===== SOURCE DATA
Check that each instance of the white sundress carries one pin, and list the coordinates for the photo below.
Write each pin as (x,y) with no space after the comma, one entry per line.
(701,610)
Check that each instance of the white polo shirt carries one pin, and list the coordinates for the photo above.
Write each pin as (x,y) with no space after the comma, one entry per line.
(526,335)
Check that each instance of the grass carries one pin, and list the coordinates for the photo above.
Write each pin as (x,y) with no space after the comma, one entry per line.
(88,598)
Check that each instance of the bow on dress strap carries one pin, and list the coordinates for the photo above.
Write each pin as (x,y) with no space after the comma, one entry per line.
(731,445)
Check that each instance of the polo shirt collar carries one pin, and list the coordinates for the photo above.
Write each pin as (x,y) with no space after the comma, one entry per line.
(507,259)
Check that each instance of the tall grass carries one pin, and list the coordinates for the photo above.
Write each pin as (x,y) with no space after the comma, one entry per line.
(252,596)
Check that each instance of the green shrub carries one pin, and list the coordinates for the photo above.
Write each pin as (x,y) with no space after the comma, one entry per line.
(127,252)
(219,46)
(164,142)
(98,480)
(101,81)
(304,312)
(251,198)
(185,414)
==========
===== SOURCE DATA
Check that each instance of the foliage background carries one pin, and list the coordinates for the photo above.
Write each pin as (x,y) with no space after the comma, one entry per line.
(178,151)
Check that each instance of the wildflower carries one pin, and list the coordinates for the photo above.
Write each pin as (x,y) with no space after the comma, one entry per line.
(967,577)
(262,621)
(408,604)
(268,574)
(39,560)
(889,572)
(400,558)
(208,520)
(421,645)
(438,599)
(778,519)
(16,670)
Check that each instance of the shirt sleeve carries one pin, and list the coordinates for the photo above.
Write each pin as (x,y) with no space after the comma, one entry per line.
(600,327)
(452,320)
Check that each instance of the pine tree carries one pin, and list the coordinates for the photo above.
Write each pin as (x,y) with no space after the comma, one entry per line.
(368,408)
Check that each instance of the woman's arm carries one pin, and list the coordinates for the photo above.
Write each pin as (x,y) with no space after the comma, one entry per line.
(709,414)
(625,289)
==========
**TASK DETAILS:**
What you give back should be exactly the lines of the data above from the line with "Check that each instance of the grass" through the line with "Check that each instance of the bow", both of those included, and nothing more.

**WRITTEN RESPONSE:**
Check that each instance of the grass carries one pin, and list the coordinates for the photo above.
Write each pin as (x,y) with no space after the comma, one entry per line.
(88,598)
Check that each instance of the bow on dress strap carries one pin, and list the coordinates for the photo above.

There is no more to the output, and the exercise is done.